■ What you have to do ■
Pick out every line of the material below that contains the string "mouth" and copy each one in full.

■ Source data ■
===
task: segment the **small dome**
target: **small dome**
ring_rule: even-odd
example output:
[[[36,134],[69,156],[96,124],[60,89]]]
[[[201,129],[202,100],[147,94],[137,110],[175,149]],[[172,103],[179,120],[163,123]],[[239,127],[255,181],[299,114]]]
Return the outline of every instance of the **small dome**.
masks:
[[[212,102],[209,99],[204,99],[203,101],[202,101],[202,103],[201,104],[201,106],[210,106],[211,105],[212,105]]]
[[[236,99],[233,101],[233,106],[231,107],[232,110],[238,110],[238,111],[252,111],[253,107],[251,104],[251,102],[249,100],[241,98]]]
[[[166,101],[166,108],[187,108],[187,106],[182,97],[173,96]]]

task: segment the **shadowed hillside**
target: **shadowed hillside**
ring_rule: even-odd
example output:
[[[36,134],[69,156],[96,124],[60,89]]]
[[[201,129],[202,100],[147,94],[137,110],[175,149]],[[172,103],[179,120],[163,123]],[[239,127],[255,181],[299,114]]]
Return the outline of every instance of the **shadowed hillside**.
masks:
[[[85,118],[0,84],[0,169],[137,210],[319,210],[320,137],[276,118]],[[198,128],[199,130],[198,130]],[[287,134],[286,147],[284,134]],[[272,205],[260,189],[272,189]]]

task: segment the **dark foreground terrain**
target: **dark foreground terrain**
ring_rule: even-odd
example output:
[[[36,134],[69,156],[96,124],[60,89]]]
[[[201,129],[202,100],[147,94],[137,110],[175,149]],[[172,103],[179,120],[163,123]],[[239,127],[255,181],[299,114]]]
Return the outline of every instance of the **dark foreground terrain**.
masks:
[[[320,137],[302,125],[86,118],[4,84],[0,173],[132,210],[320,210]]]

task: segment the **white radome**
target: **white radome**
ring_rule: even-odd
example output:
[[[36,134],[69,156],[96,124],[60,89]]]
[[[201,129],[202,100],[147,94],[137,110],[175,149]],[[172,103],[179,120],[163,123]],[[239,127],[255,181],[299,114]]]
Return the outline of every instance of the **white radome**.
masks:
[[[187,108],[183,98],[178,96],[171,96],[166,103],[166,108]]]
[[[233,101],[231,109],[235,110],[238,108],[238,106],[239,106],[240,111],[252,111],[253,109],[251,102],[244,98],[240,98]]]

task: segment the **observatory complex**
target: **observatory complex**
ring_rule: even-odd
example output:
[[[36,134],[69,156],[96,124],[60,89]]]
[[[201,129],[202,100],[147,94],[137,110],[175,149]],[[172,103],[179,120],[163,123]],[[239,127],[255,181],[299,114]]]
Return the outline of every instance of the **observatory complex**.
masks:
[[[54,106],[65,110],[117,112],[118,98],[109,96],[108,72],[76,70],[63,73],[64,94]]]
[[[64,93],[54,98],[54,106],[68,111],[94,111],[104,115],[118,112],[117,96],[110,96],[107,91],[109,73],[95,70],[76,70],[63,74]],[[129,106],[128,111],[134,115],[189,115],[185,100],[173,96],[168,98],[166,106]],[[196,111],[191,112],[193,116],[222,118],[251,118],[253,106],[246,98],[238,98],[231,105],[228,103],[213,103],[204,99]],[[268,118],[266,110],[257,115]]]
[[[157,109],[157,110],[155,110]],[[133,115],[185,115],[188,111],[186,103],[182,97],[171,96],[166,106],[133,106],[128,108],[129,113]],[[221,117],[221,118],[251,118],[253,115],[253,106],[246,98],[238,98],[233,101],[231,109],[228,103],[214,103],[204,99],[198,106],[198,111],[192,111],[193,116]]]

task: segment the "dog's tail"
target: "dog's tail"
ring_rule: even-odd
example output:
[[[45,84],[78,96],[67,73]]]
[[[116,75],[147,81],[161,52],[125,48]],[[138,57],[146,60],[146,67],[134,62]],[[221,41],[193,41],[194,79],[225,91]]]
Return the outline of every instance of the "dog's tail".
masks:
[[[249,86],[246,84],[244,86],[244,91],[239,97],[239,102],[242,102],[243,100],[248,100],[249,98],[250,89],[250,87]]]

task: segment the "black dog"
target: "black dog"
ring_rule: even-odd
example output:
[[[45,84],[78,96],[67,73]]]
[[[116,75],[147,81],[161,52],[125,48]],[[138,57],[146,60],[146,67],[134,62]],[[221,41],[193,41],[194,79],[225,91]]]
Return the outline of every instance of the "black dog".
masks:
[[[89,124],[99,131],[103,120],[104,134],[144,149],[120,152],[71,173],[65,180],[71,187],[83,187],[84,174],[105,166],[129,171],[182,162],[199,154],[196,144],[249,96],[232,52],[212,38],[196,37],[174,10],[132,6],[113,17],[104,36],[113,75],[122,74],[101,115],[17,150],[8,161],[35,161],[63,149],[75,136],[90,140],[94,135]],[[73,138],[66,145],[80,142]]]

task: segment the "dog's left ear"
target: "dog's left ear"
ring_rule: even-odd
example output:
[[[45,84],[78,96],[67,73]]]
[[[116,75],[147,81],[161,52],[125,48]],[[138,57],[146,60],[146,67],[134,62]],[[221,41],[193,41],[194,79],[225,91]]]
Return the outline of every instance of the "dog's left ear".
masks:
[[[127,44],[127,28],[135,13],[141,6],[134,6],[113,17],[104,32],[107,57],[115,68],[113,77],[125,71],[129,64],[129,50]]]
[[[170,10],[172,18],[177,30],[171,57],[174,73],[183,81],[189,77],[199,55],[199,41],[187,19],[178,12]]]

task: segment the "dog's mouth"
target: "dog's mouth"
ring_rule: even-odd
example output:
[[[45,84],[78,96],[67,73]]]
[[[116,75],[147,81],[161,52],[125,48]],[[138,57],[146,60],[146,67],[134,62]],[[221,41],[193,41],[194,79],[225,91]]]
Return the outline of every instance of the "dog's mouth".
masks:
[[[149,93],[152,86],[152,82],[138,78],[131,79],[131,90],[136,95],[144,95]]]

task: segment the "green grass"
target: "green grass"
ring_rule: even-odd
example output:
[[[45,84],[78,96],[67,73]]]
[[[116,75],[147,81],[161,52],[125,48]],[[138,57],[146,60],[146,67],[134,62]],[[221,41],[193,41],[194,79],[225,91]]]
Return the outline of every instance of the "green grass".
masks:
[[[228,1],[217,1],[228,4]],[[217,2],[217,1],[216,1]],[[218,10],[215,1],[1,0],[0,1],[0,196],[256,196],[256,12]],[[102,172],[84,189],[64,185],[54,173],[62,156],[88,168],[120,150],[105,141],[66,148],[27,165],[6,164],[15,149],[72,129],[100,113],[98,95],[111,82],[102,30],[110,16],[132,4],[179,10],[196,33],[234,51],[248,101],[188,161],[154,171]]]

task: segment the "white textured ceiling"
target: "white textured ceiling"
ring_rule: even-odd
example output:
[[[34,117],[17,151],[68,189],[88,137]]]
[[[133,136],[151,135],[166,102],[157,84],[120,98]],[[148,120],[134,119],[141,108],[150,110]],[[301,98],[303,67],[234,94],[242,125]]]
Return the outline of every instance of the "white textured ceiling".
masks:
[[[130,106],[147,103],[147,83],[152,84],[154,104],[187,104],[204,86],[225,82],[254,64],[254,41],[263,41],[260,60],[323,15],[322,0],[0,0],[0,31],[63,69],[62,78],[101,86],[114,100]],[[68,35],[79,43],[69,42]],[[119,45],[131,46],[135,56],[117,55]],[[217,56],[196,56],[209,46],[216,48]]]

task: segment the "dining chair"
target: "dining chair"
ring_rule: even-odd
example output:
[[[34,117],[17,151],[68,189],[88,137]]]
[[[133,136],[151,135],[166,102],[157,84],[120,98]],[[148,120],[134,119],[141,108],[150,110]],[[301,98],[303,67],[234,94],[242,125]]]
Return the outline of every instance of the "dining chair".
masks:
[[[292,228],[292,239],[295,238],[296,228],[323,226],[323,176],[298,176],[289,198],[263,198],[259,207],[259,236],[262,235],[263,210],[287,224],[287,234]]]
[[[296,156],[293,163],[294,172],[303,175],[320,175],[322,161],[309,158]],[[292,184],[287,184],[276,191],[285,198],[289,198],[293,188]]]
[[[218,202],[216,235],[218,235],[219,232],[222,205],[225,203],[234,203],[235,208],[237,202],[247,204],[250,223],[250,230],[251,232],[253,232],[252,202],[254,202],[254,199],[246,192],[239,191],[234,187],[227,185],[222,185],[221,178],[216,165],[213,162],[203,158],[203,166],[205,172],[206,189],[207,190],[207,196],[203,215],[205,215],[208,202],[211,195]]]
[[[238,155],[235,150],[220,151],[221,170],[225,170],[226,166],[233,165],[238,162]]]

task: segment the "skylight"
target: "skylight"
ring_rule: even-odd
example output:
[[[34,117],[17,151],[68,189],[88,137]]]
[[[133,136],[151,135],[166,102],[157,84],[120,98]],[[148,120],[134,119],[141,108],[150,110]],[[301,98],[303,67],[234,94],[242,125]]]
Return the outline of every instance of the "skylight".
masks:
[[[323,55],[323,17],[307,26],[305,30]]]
===
■ The solution ■
task: segment the "dog's mouth"
target: "dog's mouth"
Return the outline of every instance of the "dog's mouth".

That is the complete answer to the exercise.